PROBLEM DETAILS |
Compute how many lines below contain the word "gemstone" and respond with that number only.

Point localization data
'''

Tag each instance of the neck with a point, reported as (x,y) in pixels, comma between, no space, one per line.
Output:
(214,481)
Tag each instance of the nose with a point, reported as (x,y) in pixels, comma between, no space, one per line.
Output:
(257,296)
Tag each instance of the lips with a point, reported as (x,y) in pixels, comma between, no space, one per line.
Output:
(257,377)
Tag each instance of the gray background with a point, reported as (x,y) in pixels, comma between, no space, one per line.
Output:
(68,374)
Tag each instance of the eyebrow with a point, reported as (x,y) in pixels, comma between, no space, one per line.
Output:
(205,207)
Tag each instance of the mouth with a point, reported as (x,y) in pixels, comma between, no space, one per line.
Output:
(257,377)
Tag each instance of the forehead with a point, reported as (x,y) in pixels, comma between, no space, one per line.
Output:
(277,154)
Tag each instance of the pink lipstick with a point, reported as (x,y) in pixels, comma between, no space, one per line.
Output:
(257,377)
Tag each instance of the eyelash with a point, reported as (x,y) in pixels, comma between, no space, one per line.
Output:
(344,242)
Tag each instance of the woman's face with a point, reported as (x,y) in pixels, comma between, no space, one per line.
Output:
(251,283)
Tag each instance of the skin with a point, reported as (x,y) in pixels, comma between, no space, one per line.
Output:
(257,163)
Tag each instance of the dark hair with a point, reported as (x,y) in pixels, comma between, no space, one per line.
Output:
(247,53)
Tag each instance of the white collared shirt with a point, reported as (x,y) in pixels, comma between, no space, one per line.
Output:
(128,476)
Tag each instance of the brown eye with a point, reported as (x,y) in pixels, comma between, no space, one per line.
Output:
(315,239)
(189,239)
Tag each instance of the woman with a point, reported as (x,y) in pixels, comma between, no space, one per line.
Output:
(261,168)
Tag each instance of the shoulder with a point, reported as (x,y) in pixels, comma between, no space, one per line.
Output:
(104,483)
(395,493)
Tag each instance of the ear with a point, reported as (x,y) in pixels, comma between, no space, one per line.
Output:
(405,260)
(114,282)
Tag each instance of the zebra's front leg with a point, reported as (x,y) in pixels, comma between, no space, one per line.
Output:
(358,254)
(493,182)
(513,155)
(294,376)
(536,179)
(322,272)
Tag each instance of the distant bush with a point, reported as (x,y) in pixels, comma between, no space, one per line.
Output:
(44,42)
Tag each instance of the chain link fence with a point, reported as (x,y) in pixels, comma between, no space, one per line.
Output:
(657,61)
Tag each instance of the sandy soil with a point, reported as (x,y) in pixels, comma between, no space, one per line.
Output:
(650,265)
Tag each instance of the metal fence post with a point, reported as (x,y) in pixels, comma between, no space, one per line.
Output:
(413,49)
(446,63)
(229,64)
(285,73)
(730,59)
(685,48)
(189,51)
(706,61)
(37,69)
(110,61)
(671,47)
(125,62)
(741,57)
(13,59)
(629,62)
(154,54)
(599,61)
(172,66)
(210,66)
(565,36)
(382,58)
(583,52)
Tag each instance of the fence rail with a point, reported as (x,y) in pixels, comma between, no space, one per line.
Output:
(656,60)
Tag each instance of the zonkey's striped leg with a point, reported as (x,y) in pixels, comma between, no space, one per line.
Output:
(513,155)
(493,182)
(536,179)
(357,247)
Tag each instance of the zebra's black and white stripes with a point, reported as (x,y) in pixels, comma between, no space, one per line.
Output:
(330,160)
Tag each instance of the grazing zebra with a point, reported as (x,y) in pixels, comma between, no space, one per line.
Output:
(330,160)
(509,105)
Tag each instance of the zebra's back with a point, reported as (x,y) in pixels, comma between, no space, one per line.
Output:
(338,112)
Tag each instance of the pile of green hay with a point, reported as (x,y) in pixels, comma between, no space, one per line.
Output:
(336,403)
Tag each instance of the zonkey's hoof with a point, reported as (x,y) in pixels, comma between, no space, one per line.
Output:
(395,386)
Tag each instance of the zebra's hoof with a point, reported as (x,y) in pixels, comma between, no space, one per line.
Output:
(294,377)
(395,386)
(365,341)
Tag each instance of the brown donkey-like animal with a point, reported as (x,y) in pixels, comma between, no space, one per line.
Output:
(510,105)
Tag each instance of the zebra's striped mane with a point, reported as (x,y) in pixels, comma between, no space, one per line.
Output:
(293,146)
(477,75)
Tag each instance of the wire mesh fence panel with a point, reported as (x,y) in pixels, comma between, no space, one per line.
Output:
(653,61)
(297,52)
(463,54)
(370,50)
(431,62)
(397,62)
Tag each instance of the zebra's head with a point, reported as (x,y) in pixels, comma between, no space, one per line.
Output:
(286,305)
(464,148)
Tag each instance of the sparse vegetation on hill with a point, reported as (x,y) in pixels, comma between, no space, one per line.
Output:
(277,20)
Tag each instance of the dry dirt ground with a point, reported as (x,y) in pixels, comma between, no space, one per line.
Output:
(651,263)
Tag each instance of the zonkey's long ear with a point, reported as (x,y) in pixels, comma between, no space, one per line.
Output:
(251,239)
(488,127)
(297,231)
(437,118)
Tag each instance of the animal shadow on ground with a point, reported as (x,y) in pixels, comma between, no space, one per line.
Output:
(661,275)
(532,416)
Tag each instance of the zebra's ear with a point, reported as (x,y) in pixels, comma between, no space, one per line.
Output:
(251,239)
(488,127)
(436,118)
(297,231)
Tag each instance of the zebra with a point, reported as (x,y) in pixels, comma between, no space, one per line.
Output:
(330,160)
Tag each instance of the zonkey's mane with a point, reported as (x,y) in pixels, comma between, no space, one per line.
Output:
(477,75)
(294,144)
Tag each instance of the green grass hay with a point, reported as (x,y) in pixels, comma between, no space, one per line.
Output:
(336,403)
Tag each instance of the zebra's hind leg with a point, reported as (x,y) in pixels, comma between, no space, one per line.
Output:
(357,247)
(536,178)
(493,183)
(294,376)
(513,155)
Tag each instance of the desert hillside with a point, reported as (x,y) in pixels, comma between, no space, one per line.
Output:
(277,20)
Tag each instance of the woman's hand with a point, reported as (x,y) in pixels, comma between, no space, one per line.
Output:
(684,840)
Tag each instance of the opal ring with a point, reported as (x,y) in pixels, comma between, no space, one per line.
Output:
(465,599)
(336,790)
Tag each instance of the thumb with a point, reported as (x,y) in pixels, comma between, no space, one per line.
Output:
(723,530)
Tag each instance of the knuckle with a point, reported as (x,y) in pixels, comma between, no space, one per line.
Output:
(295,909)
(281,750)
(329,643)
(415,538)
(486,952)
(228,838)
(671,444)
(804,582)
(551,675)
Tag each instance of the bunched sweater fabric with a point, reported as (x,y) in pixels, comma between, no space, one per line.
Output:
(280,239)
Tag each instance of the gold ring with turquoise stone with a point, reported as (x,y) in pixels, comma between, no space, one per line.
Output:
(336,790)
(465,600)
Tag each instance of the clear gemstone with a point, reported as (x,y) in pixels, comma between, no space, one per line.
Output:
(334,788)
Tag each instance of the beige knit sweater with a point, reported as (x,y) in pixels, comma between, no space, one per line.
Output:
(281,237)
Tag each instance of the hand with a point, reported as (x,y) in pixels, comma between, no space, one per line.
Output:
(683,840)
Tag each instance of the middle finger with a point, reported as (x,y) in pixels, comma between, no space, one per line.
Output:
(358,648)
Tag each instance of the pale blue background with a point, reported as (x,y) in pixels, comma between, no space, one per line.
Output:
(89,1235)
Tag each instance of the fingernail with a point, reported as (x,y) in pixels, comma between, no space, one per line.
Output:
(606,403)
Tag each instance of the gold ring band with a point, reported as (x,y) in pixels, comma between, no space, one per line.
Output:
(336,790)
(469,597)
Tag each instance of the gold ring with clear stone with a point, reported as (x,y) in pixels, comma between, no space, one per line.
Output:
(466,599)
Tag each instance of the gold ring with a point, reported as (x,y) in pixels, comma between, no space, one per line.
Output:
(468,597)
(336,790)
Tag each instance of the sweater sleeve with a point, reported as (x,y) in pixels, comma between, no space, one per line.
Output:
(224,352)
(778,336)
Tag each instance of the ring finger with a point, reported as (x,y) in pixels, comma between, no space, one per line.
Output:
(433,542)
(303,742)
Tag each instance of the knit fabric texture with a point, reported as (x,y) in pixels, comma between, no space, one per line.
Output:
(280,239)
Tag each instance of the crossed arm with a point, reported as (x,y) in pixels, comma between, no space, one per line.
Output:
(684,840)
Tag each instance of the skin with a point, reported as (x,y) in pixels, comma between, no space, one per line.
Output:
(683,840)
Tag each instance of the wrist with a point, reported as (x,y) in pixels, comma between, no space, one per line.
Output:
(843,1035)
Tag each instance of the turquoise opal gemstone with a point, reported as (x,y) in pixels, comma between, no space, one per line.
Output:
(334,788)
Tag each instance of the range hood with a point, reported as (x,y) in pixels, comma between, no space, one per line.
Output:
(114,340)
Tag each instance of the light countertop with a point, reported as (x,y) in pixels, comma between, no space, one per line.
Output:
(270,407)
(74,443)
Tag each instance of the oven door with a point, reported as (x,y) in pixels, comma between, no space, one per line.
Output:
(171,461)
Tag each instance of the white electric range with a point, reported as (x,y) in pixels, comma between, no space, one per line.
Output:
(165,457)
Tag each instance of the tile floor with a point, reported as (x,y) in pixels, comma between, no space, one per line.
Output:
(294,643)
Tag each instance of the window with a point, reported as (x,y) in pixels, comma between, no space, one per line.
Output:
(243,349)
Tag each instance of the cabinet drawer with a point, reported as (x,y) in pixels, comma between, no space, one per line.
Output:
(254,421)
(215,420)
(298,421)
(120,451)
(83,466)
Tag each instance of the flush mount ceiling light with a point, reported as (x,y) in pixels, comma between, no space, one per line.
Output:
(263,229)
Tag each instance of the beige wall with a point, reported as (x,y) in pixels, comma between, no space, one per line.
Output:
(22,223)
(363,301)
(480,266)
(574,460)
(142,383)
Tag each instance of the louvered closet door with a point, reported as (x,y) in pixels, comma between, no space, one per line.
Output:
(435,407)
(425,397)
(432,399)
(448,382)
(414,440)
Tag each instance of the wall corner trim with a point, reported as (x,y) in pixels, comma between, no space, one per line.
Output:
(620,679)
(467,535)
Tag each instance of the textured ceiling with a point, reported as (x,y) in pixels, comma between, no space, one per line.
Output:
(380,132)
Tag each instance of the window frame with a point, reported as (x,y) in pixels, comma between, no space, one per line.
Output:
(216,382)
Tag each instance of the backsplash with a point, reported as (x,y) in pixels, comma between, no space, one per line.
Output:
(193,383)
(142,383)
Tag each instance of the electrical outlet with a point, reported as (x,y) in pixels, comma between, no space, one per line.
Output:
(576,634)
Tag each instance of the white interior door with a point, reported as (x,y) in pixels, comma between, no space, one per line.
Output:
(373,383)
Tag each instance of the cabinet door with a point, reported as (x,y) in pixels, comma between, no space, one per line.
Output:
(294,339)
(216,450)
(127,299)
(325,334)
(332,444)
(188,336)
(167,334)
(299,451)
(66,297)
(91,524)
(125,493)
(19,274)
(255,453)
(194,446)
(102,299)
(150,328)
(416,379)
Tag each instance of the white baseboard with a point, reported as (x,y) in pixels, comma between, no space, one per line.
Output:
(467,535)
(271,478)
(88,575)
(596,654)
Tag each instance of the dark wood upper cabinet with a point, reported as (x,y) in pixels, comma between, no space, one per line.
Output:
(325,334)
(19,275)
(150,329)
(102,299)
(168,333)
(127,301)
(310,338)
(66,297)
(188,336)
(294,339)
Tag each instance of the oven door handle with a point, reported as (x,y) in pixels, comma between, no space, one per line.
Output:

'''

WORKED SOLUTION |
2